■ Problem to work on ■
Set down each record below exactly as it stands. Pictures are not part of the copy.

■ Data records ■

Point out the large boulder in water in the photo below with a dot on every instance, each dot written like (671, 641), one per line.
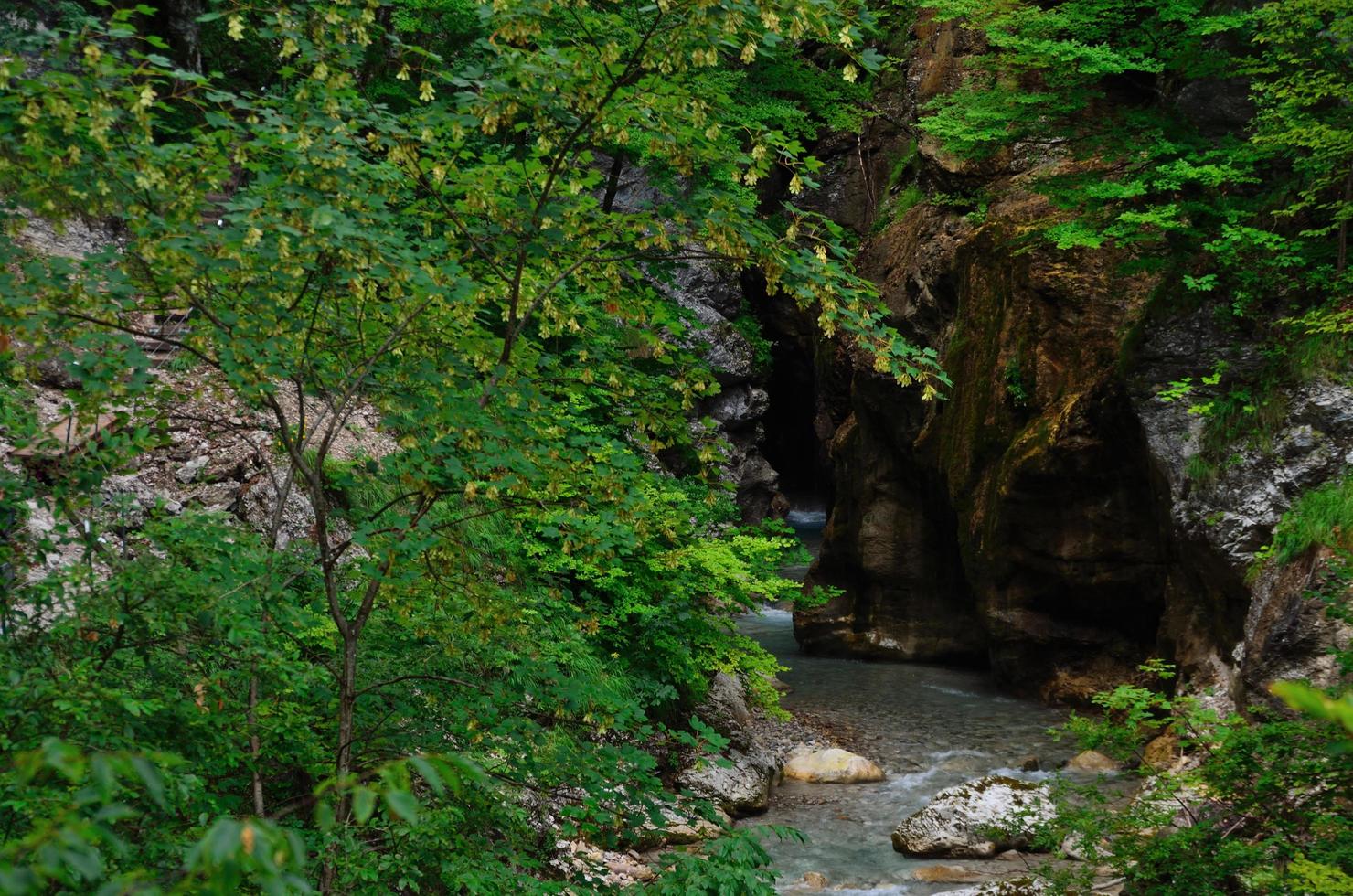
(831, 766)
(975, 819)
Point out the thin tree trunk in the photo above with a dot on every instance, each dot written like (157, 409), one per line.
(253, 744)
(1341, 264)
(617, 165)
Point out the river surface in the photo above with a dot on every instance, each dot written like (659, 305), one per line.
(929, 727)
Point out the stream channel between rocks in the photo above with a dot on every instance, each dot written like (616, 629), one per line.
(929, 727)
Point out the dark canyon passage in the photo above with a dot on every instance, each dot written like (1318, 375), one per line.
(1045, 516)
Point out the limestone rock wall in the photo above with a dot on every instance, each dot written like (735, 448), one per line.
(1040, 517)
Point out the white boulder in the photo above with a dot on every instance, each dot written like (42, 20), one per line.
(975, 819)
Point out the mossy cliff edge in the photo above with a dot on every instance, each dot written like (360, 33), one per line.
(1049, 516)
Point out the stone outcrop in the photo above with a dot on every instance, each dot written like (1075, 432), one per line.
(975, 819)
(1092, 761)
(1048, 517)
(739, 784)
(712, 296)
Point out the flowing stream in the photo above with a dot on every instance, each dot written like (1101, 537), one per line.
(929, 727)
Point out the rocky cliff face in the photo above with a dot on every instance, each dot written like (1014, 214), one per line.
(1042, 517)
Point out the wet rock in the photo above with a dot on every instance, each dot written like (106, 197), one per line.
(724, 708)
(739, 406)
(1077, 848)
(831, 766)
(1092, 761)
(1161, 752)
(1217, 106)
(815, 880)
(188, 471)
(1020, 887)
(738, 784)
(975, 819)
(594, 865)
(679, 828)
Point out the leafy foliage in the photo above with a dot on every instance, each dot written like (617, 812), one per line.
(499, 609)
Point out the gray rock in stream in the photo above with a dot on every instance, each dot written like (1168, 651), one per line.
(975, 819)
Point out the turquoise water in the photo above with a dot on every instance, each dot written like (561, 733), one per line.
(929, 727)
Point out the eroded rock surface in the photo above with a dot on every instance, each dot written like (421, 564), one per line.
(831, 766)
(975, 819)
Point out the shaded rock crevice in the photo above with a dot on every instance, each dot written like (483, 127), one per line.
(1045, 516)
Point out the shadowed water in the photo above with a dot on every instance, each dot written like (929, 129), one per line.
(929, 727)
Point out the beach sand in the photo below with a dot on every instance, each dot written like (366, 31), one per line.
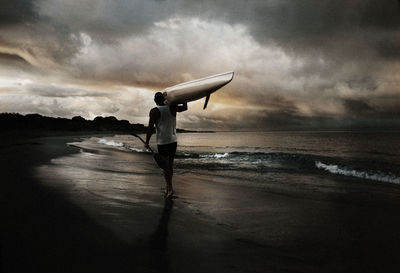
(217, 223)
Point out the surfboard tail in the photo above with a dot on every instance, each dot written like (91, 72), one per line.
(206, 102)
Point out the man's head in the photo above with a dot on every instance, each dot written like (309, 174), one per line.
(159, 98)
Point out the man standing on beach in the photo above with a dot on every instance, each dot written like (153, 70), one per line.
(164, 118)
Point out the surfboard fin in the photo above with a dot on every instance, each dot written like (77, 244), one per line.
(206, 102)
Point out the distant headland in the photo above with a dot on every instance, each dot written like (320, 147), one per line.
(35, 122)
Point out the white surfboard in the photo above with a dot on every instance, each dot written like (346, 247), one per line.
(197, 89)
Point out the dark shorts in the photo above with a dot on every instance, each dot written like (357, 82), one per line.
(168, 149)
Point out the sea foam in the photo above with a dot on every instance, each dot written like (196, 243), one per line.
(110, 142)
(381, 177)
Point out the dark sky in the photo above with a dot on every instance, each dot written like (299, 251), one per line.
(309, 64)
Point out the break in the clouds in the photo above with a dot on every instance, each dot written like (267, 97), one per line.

■ Result for this exercise ■
Point out the large boulder in water in the photo below with a dot on every instance, each dot written like (671, 641), one per line.
(831, 766)
(975, 819)
Point out the thin tree trunk in the photo above with a dot on every instance, each dot written like (157, 409), one per line.
(253, 744)
(1341, 264)
(617, 165)
Point out the river surface in the photo above with a dot on every instance, each dot written like (659, 305), one per line.
(929, 727)
Point out the stream channel between rocks in the photo above with a dot on every instance, each dot written like (616, 629), one per line.
(929, 727)
Point out the dark canyon passage in the photo above with a dot on every instance, each dot written like (1318, 375), one per line.
(1045, 516)
Point out the limestone rock wall in the photo above with a dot on every instance, each dot written like (735, 448), one per line.
(1040, 517)
Point out the white boulder in the photo above with a dot on every instance, each dot written like (42, 20), one per line.
(975, 819)
Point out the mossy cliff edge in the photo above with a dot on every instance, each dot written like (360, 33), one per line.
(1049, 516)
Point out the stone outcrop in the photo above with a dot on every instance, each dot written like (1075, 432), one per line.
(975, 819)
(1092, 761)
(1048, 517)
(739, 784)
(712, 296)
Point out the flowing stream in the photo above with a dot on every instance, each dot written like (1101, 537), one per line.
(929, 727)
Point out the rocky cliff face in the photo above with a dot on every instance, each dot written like (1014, 214), one per line.
(1042, 517)
Point out the wet rock in the photo above with a dot on every instance, each dot written like (106, 197), one per line.
(724, 708)
(739, 406)
(1077, 848)
(831, 766)
(1092, 761)
(1161, 752)
(1217, 106)
(815, 880)
(188, 471)
(1020, 887)
(738, 784)
(975, 819)
(594, 865)
(679, 828)
Point out the leafy foliage in the photo above with a dot on every instance, each dot written like (617, 812), one per line.
(499, 609)
Point out the gray rock in stream in the photo above with a dot on every instance, each dot written like (1168, 651), one per line.
(975, 819)
Point out the turquoise water in the photo above with a dot on every instance, each dot written like (561, 733), one per line.
(929, 727)
Point out the eroded rock surface in the photo above with a dot on every instance, each dot written like (421, 564), one per line.
(831, 766)
(975, 819)
Point out the shaded rock crevice in the photo above with a dot on every instance, each dot written like (483, 127), one per line.
(1045, 516)
Point out the shadowed water in the photo above with a dot on every instance, each dot written like (929, 129), one per line.
(929, 727)
Point out the beach sand in the photo below with a dot on every instance, each dot written like (366, 31), one per line.
(217, 223)
Point out the surfboard tail in the photo above with a dot on every instance, each dot written like (91, 72), one per line.
(206, 102)
Point out the man's head in the photo above with a dot on every instance, each dot written like (309, 174), one per line.
(159, 98)
Point out the man standing on beach in the photo above with a dot on every instance, each dot written like (153, 70), one per line.
(164, 118)
Point out the surfboard fin in the photo above with a dot on every instance, each dot written like (77, 244), one per line.
(206, 102)
Point out the distant headland in the photo above with a dot on every instance, each dot written like (320, 147), one per line.
(35, 122)
Point out the white surfboard in the photo above with a dot on every instance, each dot written like (346, 247), one per line.
(197, 89)
Point out the dark shorts in the photo above with a dot on every instance, each dot written like (357, 82), one per line.
(168, 149)
Point out the sea foam in the photo above with a dot on every instance, each dot written like (196, 243), one per line.
(110, 142)
(381, 177)
Point out the dark sky in the photo above with a dot on every instance, each dot written like (299, 251), one per line.
(309, 64)
Point out the break in the clouds in the photo above with a dot on every instance, each dot written like (267, 97), one per line.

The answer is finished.